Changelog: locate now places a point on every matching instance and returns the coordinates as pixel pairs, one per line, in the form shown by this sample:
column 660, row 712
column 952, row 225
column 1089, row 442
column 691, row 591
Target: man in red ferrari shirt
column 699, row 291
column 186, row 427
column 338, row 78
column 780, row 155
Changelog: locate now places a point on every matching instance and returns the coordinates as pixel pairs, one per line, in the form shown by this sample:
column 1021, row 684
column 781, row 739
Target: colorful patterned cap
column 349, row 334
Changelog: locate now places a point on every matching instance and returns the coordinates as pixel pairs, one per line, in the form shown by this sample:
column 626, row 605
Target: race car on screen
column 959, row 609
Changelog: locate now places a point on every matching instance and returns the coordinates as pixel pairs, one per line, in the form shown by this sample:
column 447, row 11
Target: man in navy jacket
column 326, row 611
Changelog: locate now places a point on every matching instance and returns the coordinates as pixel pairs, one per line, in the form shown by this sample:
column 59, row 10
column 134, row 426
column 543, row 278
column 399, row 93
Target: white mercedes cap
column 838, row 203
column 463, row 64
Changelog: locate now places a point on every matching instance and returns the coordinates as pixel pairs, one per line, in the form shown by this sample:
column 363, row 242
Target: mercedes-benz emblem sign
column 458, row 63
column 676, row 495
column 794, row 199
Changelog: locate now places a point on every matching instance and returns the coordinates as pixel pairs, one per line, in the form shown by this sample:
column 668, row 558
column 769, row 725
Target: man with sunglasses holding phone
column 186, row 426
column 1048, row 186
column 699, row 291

* Problem to solve
Reproduce the records in full, exactly as written.

* Output for this exercise
Changelog: locate now places a point on every matching instance and returns the coordinates as pixel pairs, one per line, in the form shown by this sample:
column 660, row 712
column 952, row 225
column 1089, row 442
column 691, row 591
Target: man in red ferrari shirt
column 699, row 291
column 186, row 427
column 338, row 78
column 780, row 155
Changelog: locate now places a point on every matching instance and returns the coordinates as pixel pairs, one per line, in the form shown by this sample:
column 1021, row 684
column 781, row 739
Target: colorful patterned cap
column 349, row 334
Changelog: locate now places a point on every matching instance and returns the coordinates as pixel pairs, one per line, in the form shown by this sample:
column 626, row 605
Target: race car on screen
column 959, row 609
Changelog: locate now places a point on every matching instance and returns the coordinates as pixel pairs, one per line, in the form shown by this sample:
column 447, row 11
Target: man in navy jacket
column 326, row 611
Changelog: locate now places a point on every matching instance and returns the coordinates as pixel pairs, one per line, in the form shown by this sample:
column 59, row 10
column 134, row 426
column 543, row 278
column 399, row 93
Target: white mercedes cap
column 838, row 203
column 463, row 64
Changelog: locate now places a point on every matching instance and returns the coordinates as pixel pairs, one per line, in the form shown by this sample:
column 363, row 242
Target: mercedes-benz emblem sign
column 458, row 63
column 676, row 495
column 794, row 199
Changelog: locate now places a point on every matching instance and returns the coordinates as pixel pairs, one per line, in the form shown by this sample:
column 668, row 558
column 769, row 725
Target: man with sunglasses holding phone
column 186, row 426
column 1048, row 186
column 699, row 291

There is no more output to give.